-- Data excerpts follows --

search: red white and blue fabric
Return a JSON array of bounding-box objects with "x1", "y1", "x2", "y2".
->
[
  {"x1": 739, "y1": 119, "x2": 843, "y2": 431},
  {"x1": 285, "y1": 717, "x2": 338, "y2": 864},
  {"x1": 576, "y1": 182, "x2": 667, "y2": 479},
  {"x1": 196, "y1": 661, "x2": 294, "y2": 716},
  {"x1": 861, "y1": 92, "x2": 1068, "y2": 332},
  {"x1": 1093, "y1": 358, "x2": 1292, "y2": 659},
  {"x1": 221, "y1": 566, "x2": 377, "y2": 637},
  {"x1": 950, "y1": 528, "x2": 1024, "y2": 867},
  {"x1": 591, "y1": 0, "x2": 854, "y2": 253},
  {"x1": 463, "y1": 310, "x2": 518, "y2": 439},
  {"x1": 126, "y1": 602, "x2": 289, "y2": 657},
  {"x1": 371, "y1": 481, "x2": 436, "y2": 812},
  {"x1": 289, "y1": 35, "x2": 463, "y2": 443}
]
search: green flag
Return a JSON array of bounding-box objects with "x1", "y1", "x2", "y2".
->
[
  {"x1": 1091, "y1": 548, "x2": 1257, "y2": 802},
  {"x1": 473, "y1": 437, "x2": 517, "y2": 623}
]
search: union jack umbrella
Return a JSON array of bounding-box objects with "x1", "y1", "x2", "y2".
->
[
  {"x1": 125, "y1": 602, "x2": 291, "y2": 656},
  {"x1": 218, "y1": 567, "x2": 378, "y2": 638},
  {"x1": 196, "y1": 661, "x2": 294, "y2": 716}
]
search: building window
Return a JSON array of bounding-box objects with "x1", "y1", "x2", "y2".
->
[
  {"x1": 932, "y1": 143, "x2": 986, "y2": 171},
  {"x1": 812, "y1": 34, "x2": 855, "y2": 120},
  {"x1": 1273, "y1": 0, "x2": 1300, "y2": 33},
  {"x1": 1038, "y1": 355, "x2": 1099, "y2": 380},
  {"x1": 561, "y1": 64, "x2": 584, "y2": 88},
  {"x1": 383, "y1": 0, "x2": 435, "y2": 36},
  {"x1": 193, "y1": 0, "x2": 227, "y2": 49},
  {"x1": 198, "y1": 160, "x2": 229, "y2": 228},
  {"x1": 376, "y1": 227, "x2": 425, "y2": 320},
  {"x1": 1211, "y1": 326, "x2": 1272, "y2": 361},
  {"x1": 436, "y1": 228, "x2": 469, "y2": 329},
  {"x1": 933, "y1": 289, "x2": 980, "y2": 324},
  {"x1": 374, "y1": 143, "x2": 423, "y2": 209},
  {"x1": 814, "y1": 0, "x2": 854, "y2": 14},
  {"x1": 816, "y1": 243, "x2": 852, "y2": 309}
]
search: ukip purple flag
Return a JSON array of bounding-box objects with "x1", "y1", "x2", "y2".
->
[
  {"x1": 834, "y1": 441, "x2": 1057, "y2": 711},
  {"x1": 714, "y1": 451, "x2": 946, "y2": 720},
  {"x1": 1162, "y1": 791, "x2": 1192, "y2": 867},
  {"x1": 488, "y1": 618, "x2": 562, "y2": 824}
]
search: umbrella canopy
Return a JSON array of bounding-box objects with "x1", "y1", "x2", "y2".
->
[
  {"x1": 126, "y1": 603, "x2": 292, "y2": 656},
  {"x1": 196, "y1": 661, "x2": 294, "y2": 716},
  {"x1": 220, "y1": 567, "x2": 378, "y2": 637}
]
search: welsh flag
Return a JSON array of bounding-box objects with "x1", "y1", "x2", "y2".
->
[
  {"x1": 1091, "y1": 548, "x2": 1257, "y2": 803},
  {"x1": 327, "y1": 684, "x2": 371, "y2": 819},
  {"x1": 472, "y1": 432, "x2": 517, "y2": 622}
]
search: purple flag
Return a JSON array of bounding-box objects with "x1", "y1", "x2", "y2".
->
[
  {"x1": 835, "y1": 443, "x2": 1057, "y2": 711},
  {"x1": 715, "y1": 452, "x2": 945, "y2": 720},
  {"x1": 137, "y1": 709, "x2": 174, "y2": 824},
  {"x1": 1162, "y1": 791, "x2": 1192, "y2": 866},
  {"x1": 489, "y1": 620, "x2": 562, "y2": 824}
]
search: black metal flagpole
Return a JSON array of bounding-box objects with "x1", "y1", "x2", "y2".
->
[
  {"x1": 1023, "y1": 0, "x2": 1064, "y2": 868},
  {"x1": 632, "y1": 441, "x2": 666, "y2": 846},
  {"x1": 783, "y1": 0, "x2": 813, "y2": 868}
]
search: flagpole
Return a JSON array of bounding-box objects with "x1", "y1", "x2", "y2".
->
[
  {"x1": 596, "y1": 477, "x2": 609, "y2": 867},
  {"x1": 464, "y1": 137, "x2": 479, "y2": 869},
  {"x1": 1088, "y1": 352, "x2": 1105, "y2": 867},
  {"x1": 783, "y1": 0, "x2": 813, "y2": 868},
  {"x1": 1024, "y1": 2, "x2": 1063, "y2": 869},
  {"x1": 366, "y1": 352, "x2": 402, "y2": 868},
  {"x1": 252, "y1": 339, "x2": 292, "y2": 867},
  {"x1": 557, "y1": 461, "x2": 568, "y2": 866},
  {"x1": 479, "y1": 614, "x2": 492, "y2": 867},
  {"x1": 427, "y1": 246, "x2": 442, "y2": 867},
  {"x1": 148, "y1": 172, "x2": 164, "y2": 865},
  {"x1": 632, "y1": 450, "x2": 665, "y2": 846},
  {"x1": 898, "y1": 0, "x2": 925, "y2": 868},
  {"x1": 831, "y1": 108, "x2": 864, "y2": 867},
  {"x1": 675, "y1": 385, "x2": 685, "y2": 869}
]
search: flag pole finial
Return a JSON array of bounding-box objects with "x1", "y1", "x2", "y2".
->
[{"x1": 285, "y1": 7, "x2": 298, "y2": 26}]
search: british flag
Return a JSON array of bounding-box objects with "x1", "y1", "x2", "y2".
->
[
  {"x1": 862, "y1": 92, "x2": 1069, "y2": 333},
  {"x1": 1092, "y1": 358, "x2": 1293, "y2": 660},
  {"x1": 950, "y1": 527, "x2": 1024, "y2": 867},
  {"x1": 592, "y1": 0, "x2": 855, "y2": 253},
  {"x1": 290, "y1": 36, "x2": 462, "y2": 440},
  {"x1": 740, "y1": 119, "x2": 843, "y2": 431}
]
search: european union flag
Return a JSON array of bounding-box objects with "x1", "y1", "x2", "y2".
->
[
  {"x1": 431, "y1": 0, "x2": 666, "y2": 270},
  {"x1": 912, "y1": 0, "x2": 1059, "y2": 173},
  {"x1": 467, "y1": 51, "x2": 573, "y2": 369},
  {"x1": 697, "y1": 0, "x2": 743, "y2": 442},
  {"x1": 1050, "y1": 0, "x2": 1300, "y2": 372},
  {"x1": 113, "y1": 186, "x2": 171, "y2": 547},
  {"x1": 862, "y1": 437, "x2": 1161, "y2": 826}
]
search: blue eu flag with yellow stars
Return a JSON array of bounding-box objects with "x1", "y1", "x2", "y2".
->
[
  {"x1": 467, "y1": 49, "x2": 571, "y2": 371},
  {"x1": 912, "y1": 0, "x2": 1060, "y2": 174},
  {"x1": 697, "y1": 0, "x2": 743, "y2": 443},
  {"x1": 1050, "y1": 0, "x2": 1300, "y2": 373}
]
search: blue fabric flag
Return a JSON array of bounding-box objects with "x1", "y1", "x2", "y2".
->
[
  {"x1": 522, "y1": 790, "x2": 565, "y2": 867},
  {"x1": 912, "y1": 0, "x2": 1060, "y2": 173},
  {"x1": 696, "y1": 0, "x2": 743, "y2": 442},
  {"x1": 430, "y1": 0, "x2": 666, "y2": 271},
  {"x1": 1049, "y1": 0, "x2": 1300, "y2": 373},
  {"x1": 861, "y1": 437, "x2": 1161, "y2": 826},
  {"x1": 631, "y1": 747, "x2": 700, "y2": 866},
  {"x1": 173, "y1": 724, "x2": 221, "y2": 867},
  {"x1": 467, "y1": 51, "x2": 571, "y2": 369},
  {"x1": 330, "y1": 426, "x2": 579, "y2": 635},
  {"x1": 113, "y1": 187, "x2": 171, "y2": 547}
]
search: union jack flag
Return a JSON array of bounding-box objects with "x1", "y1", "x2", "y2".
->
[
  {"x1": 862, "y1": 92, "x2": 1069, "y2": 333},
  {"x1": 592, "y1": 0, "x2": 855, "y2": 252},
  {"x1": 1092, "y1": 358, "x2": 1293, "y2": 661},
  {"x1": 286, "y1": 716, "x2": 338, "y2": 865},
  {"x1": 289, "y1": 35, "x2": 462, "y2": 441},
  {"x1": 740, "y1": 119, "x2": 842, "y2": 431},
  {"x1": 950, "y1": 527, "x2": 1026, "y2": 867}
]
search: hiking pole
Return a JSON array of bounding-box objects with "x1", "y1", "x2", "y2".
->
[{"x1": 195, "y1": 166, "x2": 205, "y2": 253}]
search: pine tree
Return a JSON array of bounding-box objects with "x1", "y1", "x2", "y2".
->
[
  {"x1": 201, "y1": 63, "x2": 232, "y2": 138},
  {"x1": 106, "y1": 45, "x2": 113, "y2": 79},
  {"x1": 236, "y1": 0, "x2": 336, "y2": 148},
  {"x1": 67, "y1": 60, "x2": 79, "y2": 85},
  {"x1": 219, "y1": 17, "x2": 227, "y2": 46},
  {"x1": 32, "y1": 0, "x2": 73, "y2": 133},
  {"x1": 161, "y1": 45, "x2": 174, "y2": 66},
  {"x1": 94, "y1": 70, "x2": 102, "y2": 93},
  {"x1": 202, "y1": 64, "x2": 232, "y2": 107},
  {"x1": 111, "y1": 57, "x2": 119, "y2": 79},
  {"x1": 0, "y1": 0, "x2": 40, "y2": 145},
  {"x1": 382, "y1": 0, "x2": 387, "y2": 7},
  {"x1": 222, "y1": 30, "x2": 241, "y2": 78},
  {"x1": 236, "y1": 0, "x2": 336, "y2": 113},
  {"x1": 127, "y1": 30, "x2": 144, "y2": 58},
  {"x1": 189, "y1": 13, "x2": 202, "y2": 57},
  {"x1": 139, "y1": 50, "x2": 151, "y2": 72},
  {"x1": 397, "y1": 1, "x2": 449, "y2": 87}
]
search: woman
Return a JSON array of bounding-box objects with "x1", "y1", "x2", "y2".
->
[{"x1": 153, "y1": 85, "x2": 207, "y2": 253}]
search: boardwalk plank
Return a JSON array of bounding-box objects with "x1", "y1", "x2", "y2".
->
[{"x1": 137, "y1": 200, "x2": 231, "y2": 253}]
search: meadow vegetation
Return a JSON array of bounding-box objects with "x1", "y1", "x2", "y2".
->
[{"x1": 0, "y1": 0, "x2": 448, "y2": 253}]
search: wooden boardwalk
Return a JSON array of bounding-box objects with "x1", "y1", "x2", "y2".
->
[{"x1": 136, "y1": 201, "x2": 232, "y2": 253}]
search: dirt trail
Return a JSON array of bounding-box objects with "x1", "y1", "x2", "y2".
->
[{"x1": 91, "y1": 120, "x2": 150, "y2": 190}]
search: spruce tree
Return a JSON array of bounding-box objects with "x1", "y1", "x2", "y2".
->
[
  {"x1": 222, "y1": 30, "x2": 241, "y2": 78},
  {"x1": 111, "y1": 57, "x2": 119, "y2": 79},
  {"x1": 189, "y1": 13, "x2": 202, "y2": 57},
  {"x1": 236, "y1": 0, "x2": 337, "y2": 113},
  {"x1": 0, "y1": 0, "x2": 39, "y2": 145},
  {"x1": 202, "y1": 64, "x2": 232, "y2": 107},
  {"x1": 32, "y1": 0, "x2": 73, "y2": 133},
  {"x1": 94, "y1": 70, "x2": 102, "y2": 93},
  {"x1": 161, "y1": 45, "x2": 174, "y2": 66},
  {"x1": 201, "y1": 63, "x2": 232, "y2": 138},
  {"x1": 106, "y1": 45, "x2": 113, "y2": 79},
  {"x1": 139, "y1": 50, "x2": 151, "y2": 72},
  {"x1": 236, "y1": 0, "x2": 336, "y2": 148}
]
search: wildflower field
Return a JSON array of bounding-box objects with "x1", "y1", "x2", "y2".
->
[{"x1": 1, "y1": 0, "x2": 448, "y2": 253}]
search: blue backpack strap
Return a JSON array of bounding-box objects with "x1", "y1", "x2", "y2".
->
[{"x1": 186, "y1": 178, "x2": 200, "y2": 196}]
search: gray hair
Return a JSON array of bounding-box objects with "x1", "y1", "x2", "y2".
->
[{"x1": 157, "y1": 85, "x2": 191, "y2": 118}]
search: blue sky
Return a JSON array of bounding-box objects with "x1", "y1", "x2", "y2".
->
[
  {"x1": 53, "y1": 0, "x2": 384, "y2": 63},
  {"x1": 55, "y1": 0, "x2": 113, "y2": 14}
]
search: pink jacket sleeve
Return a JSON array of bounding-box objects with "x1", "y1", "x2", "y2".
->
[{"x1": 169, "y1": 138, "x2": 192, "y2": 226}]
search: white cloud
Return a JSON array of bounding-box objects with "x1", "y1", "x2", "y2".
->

-- Data excerpts concluded --

Starting from the line that contains "search: blue sky", give again every line to the last line of the data, exactly. Include nothing else.

● **Solution for this exercise**
search: blue sky
Return a JSON array of bounding-box objects with "x1", "y1", "x2", "y2".
->
[
  {"x1": 53, "y1": 0, "x2": 384, "y2": 63},
  {"x1": 55, "y1": 0, "x2": 113, "y2": 14}
]
search: pink jacket sleeve
Return a JSON array of bounding-box objects with "x1", "y1", "x2", "y2".
->
[{"x1": 169, "y1": 138, "x2": 192, "y2": 226}]
search: white cloud
Return a JSON array of bounding-box objects with "x1", "y1", "x2", "y2".
->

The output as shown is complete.